## The exercise
Rewrite the lines starting with the one that has "Each instance receives one point. Mark the concrete sidewalk" and ending after the one that has "(648, 1245)", putting "shop window" in place of "storefront window" and leaving everything else unchanged.

(Point-based annotation records)
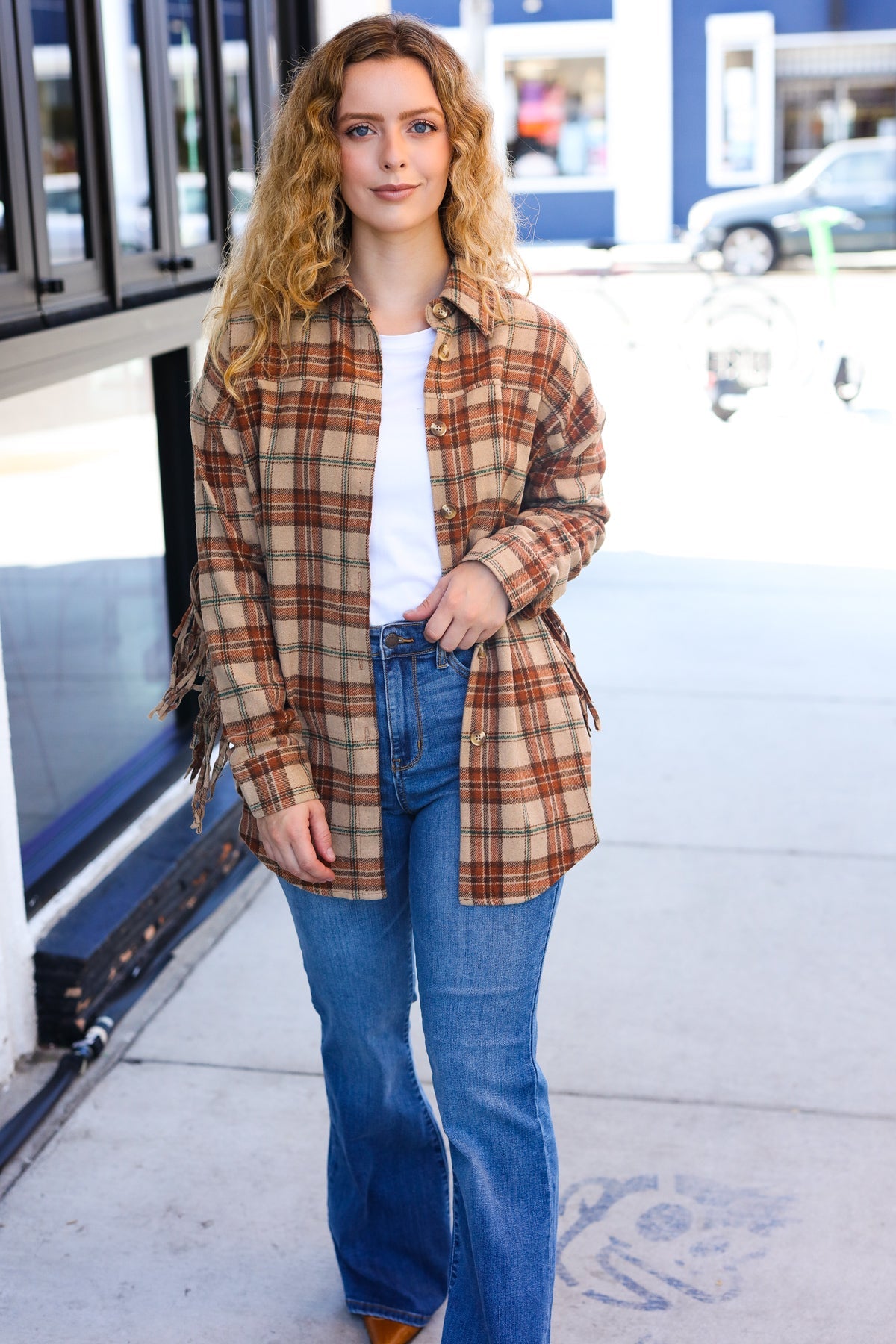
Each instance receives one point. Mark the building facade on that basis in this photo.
(618, 114)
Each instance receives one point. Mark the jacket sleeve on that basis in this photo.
(563, 514)
(265, 734)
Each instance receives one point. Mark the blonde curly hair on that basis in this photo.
(299, 225)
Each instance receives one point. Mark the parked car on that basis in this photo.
(857, 175)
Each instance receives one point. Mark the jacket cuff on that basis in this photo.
(272, 777)
(523, 574)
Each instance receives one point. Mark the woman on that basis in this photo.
(398, 470)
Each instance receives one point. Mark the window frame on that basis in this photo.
(755, 33)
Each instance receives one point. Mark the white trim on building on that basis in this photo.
(741, 99)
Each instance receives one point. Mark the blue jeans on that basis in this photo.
(479, 971)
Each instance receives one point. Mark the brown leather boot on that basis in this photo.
(382, 1331)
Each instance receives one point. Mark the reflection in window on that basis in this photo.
(6, 241)
(240, 113)
(82, 601)
(556, 117)
(273, 52)
(60, 131)
(134, 210)
(183, 66)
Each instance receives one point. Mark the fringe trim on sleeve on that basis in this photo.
(191, 663)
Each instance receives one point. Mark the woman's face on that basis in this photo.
(391, 132)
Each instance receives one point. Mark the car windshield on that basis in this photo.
(853, 167)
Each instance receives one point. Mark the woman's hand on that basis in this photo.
(465, 606)
(296, 836)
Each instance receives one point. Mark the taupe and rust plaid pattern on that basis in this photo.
(284, 484)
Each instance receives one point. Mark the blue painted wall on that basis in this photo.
(566, 214)
(689, 73)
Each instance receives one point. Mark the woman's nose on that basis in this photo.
(393, 154)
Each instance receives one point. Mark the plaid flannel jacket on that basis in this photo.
(280, 615)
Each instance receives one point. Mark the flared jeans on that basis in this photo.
(403, 1236)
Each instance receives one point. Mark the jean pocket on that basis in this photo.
(461, 660)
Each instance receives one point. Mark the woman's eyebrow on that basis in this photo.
(375, 116)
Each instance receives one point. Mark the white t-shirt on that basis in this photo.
(403, 554)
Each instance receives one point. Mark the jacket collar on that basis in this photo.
(461, 289)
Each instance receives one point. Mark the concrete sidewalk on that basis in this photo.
(716, 1023)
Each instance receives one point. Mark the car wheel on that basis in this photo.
(748, 250)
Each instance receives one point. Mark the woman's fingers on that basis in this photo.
(287, 838)
(320, 833)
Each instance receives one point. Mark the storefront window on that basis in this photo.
(240, 113)
(6, 242)
(134, 206)
(82, 603)
(183, 66)
(741, 99)
(556, 120)
(739, 113)
(60, 132)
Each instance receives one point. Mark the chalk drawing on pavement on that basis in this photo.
(648, 1245)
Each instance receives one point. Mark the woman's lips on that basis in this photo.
(393, 193)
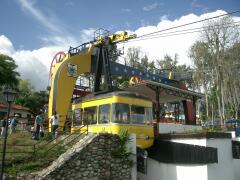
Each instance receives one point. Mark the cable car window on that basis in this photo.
(137, 114)
(104, 114)
(149, 115)
(90, 115)
(77, 117)
(120, 113)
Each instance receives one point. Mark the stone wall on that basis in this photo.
(90, 159)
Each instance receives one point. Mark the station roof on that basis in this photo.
(167, 93)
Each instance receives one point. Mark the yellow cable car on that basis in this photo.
(113, 112)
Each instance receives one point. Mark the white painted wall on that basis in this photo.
(227, 168)
(199, 142)
(164, 171)
(224, 169)
(178, 128)
(131, 146)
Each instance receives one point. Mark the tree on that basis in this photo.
(8, 74)
(214, 62)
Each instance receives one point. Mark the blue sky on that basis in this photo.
(18, 24)
(32, 31)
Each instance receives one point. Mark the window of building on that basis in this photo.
(149, 115)
(77, 117)
(121, 113)
(137, 114)
(104, 114)
(90, 115)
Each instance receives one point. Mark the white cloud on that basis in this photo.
(33, 65)
(126, 10)
(28, 6)
(150, 7)
(58, 33)
(156, 48)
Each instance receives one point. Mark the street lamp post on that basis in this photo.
(9, 96)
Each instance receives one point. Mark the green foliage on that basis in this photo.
(8, 74)
(122, 151)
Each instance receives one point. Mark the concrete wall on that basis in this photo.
(91, 158)
(164, 171)
(177, 128)
(227, 168)
(224, 169)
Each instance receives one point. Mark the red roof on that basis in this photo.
(14, 106)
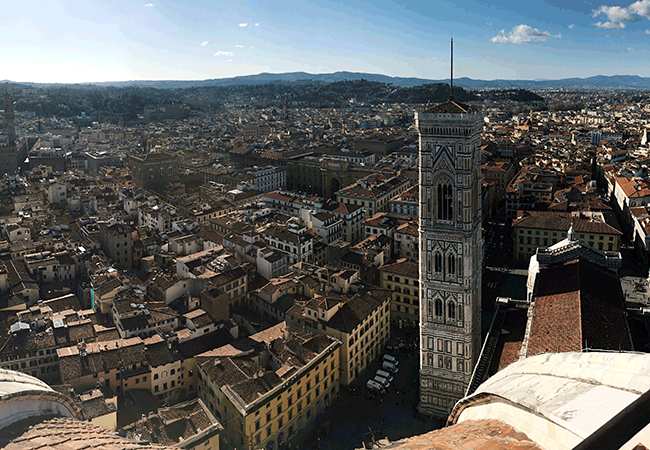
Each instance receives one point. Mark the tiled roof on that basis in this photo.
(578, 305)
(67, 434)
(357, 309)
(486, 434)
(405, 268)
(546, 222)
(449, 107)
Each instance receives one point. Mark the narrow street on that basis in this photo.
(356, 419)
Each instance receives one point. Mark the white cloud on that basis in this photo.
(618, 17)
(522, 34)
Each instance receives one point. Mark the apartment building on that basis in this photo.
(374, 192)
(117, 243)
(119, 364)
(296, 242)
(359, 320)
(402, 278)
(543, 229)
(264, 395)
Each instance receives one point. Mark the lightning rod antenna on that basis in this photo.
(451, 78)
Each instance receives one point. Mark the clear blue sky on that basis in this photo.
(97, 40)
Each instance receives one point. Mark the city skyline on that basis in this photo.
(69, 41)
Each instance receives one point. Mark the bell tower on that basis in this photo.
(450, 251)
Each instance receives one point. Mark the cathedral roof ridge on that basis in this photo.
(449, 106)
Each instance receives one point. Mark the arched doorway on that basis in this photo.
(334, 186)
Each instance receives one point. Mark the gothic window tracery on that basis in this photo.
(438, 262)
(445, 201)
(451, 264)
(451, 310)
(438, 311)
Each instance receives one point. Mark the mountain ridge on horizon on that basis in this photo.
(593, 82)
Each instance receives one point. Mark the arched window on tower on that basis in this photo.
(451, 264)
(438, 308)
(445, 202)
(451, 310)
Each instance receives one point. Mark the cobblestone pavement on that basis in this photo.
(358, 419)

## Exercise output
Each instance receives one point. Mark the concrete sidewalk on that basis in this photo.
(716, 1023)
Each instance receives one point. Mark the car wheel on that basis in this photo.
(748, 250)
Each instance receives one point. Mark the woman's fingers on that basis in this photo.
(287, 838)
(320, 833)
Each instance receives one point. Mark the shop window on that basis in this photo.
(240, 113)
(6, 242)
(134, 206)
(82, 603)
(183, 66)
(741, 99)
(556, 120)
(739, 113)
(60, 132)
Each instance receives one point. Mark the chalk drawing on pavement on that basis in this photo.
(648, 1245)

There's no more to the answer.